=== Testo della pagina ===
★ ★ ★

Le posizioni in classifica
Per trovare il primo Comune meridionale bisogna scendere al numero 20, con Bari, ma il risultato più incoraggiante è quello di Siracusa, un anno fa fanalino di coda tra i 54 Comuni censiti (il 28% del panorama della ristorazione scolastica a livello nazionale), e oggi in risalita di dodici posizioni, comunque ancora lontana dal raggiungere l’efficienza del servizio. Anche le principali città italiane non brillano: Roma e Milano si collocano a metà classifica, rispettivamente 24esima e 25esima; Firenze è al numero 30, Napoli al 32, Torino solo al 40. La maglia nera spetta a Novara. Il rating non ha valenza scientifica, si fonda sulle informazioni pubblicate dai Comuni all’interno della tabella dietetica e su quelle ricevute via email dal personale amministrativo dei vari Comuni coinvolti nel panel, ma è comunque molto utile per evidenziare alcune tendenze, anche in un anno scolastico particolare come l’ultimo, in cui alcune mense non sono mai partite.

★ ★ ★

=== Dati di origine ===
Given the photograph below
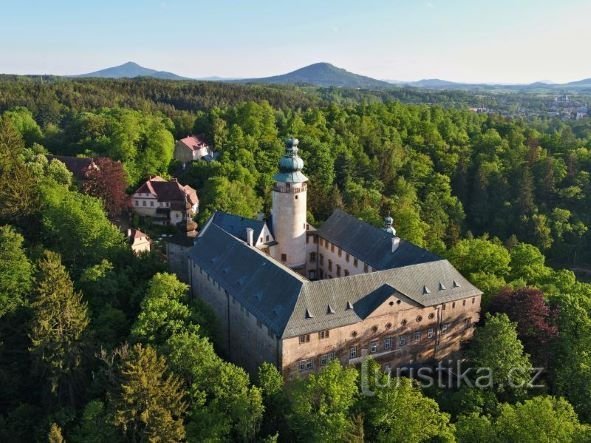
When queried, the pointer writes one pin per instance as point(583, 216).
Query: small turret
point(388, 222)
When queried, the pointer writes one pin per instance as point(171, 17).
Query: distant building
point(166, 202)
point(192, 148)
point(78, 166)
point(138, 241)
point(298, 297)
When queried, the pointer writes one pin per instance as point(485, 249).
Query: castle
point(287, 293)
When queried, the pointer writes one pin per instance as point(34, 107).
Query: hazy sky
point(461, 40)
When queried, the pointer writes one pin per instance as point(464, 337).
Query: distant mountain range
point(132, 70)
point(328, 75)
point(324, 75)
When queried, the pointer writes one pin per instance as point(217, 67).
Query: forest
point(97, 344)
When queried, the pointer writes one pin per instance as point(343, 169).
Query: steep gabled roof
point(236, 225)
point(169, 191)
point(194, 142)
point(290, 305)
point(365, 292)
point(369, 244)
point(266, 288)
point(78, 166)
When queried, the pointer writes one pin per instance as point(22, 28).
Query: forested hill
point(324, 75)
point(507, 201)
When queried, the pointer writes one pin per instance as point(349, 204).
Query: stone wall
point(441, 330)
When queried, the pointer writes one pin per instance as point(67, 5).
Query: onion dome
point(291, 164)
point(388, 221)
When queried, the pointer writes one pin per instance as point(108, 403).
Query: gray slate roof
point(290, 305)
point(369, 244)
point(236, 225)
point(266, 288)
point(365, 292)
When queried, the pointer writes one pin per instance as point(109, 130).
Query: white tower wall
point(289, 223)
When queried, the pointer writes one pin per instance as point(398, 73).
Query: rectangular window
point(387, 343)
point(306, 365)
point(326, 358)
point(304, 338)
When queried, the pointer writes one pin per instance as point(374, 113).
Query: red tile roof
point(194, 142)
point(169, 191)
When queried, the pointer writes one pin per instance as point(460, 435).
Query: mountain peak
point(325, 75)
point(131, 69)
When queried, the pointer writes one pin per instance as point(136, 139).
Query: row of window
point(137, 203)
point(388, 341)
point(308, 364)
point(305, 338)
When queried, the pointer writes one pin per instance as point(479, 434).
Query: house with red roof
point(192, 148)
point(167, 202)
point(138, 241)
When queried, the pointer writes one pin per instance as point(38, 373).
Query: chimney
point(395, 243)
point(250, 236)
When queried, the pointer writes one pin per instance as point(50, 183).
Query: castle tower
point(289, 209)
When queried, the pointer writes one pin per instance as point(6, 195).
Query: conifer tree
point(60, 318)
point(148, 405)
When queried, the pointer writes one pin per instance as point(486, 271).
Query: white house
point(166, 202)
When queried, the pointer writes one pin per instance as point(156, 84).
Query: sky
point(497, 41)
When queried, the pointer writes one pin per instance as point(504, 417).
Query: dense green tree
point(16, 271)
point(321, 404)
point(148, 404)
point(499, 356)
point(19, 190)
point(60, 319)
point(164, 311)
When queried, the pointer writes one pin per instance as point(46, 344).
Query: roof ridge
point(266, 256)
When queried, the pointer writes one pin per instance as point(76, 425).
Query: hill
point(131, 70)
point(324, 75)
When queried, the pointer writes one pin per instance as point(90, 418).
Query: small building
point(305, 296)
point(166, 202)
point(78, 166)
point(138, 241)
point(192, 148)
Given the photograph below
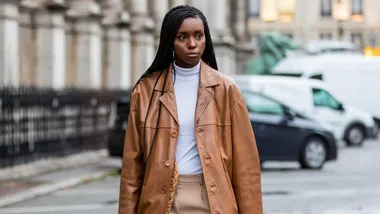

★ ★ ★

=== Consegna 1 ===
Le affermazioni seguenti concordano con il testo sulla classifica delle mense scolastiche? Per ciascuna rispondi sì o no, citando le parole decisive. (a) Bari è il primo Comune meridionale in classifica. (b) Roma precede Milano in classifica. (c) Il rating ha valenza scientifica.
=== Consegna 2 ===
Prosegui il testo sulla classifica delle mense scolastiche a partire dalla sua ultima frase.
I record non hanno alcun legame con il testo sulla classifica delle mense scolastiche.

=== Risposta attesa 1 ===
(a) Sì: "Per trovare il primo Comune meridionale bisogna scendere al numero 20, con Bari".
(b) Sì: "Roma e Milano si collocano a metà classifica, rispettivamente 24esima e 25esima".
(c) No: "Il rating non ha valenza scientifica".

=== Risposta attesa 2 ===
Cosa migliorare
Di sicuro si continua ancora ad abusare di cibi processati come le carni conservate e ultra-processati, tra crocchette, hamburger e hot dog, che addirittura salgono in percentuale di utilizzo, come pure la carne rossa. E c’è ancora poca attenzione all’equilibrio nutrizionale, con molte pietanze che propongono una ridondanza di proteine vegetali e animali (emblematico il caso di Lecce con il rollè di tacchino servito con piselli prosciuttati). Diminuisce anche l’attenzione per stoviglie e materiali riciclabili, e la tendenza diffusa sembra quella di equiparare la mensa a una sorta di “fast food”, prendendo a pretesto la necessità di “semplificazione del servizio” consigliata dal CTS per far fronte all’emergenza sanitaria. Sempre in questo contesto, però, alcune città, come Belluno e Latina, si sono distinte per aver dirottato il servizio sulle mense dei poveri.